**WORK REQUEST:** Print each of the records below, leaving every word as it is.

---*---

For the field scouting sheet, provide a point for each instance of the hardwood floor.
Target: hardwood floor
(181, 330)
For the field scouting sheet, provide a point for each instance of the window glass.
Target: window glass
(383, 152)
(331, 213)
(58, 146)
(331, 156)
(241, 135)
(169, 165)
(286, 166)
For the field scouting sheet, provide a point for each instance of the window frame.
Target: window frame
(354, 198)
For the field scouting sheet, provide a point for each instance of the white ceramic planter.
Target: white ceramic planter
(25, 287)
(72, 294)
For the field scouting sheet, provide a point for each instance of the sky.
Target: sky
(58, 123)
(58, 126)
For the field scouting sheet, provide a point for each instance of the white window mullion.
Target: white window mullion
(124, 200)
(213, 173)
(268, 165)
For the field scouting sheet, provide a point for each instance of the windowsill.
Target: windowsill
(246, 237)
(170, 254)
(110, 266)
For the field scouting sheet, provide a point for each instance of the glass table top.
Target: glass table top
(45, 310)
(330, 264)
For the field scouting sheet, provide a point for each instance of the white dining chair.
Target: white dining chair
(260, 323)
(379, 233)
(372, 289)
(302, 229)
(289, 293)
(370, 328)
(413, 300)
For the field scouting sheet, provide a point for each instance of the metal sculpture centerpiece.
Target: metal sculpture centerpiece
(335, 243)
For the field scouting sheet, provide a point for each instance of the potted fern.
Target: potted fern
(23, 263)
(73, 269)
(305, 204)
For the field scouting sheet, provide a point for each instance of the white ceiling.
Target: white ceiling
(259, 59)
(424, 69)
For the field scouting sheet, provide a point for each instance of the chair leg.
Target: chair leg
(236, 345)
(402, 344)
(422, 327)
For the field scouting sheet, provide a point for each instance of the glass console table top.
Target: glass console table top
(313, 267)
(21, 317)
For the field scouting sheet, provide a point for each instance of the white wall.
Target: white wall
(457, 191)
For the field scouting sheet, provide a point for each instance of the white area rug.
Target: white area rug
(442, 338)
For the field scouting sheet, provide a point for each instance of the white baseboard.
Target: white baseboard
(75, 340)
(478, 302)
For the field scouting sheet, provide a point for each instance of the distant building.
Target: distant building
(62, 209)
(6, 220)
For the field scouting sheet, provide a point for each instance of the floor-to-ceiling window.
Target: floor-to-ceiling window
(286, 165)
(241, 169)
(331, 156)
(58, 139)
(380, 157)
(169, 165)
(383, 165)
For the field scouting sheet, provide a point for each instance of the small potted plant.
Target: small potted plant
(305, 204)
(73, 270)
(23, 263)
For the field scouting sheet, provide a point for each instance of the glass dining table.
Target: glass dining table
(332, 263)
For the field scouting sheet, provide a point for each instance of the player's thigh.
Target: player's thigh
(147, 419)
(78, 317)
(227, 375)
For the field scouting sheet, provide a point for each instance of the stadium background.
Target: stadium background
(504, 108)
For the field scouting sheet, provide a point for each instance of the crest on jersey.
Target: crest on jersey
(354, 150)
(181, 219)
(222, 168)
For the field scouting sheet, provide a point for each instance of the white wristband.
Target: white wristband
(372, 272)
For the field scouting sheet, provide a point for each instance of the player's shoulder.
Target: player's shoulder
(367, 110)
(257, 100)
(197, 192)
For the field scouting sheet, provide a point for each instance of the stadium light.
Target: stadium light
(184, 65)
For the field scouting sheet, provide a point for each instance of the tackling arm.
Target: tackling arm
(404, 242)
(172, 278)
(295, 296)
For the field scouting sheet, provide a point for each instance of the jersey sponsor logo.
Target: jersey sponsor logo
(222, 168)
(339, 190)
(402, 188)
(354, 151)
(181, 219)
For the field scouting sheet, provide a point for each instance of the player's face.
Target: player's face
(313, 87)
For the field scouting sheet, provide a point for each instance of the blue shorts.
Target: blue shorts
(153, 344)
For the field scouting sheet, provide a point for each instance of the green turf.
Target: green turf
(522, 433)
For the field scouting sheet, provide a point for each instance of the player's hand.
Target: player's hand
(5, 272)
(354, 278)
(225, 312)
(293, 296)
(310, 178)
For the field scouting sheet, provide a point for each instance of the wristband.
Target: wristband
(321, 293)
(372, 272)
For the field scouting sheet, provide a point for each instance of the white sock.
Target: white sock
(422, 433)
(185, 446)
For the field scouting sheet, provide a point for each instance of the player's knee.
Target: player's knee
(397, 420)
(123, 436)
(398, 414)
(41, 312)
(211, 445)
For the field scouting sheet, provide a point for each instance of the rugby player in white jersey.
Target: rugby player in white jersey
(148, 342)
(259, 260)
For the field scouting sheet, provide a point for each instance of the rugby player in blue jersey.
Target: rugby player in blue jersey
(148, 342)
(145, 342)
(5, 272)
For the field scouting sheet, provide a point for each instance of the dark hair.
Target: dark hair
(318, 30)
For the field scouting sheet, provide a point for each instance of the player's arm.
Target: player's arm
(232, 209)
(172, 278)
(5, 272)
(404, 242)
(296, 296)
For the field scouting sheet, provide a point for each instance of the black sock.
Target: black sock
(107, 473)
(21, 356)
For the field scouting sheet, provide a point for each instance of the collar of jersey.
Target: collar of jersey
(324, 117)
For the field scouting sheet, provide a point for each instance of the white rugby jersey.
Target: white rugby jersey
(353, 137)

---*---

**YOUR RESPONSE:**
For the field scouting sheet, provide a point for each instance of the hardwood floor.
Target: hardwood floor
(181, 330)
For the field scouting sheet, provide a point for each instance of the window glass.
Target: window glass
(383, 152)
(331, 213)
(58, 146)
(331, 156)
(241, 135)
(169, 165)
(286, 166)
For the field scouting sheet, provide a point for each instance of the window frame.
Target: window frame
(354, 198)
For the field scouting sheet, provide a point for each instance of the white ceramic planter.
Target: white ceramic planter
(25, 287)
(72, 294)
For the field scouting sheet, provide a point for each instance of the sky.
Target: sky
(58, 123)
(58, 126)
For the field scouting sheet, provide a point for each instance of the white window mullion.
Target: white window mullion
(124, 200)
(213, 173)
(268, 165)
For the field scouting sheet, provide a point for each instance of the windowsill.
Target: windowsill
(246, 237)
(170, 254)
(110, 266)
For the field scouting sheet, provide a point for each instance of the glass table top.
Target: glass table top
(45, 310)
(330, 264)
For the field scouting sheet, provide a point for each instance of the white dining chair.
Target: white dining chair
(260, 323)
(379, 233)
(372, 289)
(302, 229)
(289, 293)
(370, 328)
(413, 300)
For the field scouting sheet, provide a point for each instance of the metal sculpture centerpiece.
Target: metal sculpture centerpiece
(335, 243)
For the field scouting sheet, provide a point for each instance of the potted fern.
Target: potted fern
(23, 263)
(73, 269)
(305, 204)
For the field scouting sheet, provide a point for each instance of the white ceiling.
Target: white ceiling
(259, 59)
(424, 69)
For the field scouting sheet, provide a point for each instance of the chair leg.
Target: chair leg
(236, 345)
(402, 344)
(422, 327)
For the field scouting sheet, provide a point for each instance of the glass console table top.
Target: glass console table top
(313, 267)
(21, 317)
For the field scouting sheet, provide a point for each instance of the white wall.
Target: white wall
(457, 191)
For the field scouting sheet, provide a point for each instance of the white area rug.
Target: white area rug
(442, 338)
For the field scouting sheet, provide a point for each instance of the white baseboard.
Target: white baseboard
(75, 340)
(478, 302)
For the field scouting sheet, provide a point for each instance of the distant building.
Target: distant building
(62, 209)
(6, 220)
For the field scouting sheet, provide a point for each instance of the floor-to-ceiling window.
Target: floor-to-ceiling window
(286, 165)
(241, 169)
(331, 156)
(58, 139)
(380, 157)
(169, 165)
(383, 165)
For the field scouting sheet, provide a point for each instance of the small potted plant.
Target: small potted plant
(305, 204)
(73, 270)
(23, 263)
For the field scouting sheet, provide a point for each instance of the glass dining table.
Target: glass dining table
(332, 263)
For the field scouting sheet, provide a point for each instance of the player's thigh.
Target: player's thigh
(147, 419)
(78, 317)
(227, 375)
For the field scouting sheet, provide a point for each instance of the stadium background.
Target: stadium background
(504, 108)
For the field scouting sheet, provide a point for each instance of the crest on jersey.
Target: crest on jersey
(354, 150)
(181, 219)
(222, 168)
For the field scouting sheet, provide a point for each instance of the white wristband.
Target: white wristband
(372, 272)
For the field scouting sheet, provide a point for each instance of the player's shoulder.
Target: player's shoulder
(367, 110)
(257, 100)
(197, 192)
For the field scouting sheet, provide a point for each instance of the stadium light.
Target: stadium light
(184, 65)
For the field scouting sheet, provide a point for each instance of the tackling arm.
Target: tackling arm
(404, 242)
(172, 278)
(295, 296)
For the field scouting sheet, provide a point for each instance of the jersey sponsor logo.
Target: jersey sponsor logo
(222, 168)
(339, 190)
(402, 188)
(354, 151)
(181, 219)
For the field scouting sheet, provide a point for each instance of the player's face.
Target: player's face
(313, 87)
For the field scouting sheet, provide a point for each instance of the blue shorts.
Target: blue shorts
(153, 344)
For the field scouting sheet, provide a point for each instance of the green turf.
Target: green turf
(522, 433)
For the field scouting sheet, provide a point for each instance of the player's hand.
Target: player's hand
(5, 272)
(354, 278)
(225, 312)
(293, 296)
(310, 178)
For the field scouting sheet, provide a point for each instance of the wristband.
Target: wristband
(321, 293)
(372, 272)
For the field scouting sheet, provide a point for each instance of the white sock.
Target: white sock
(422, 433)
(185, 446)
For the field scouting sheet, provide a point for each instance of the player's knee.
Target: player's knee
(397, 420)
(123, 436)
(398, 414)
(41, 312)
(211, 445)
For the field scouting sheet, provide a point for each instance of the rugby player in white jersey.
Target: rugby player in white jersey
(148, 342)
(259, 260)
For the field scouting sheet, provide a point for each instance of the rugby player in blue jersey.
Target: rugby player in blue jersey
(148, 342)
(145, 342)
(5, 272)
For the field scouting sheet, provide a point for each instance of the dark hair.
Target: dark hair
(318, 30)
For the field scouting sheet, provide a point for each instance of the player's arm.
Target: player's arm
(232, 209)
(172, 278)
(5, 272)
(404, 242)
(296, 296)
For the field scouting sheet, provide a point for each instance of the black sock.
Target: black sock
(107, 473)
(21, 356)
For the field scouting sheet, provide a point for each instance of the collar of jersey.
Target: collar of jersey
(324, 117)
For the field scouting sheet, provide a point for each instance of the white rugby jersey.
Target: white rugby jersey
(353, 137)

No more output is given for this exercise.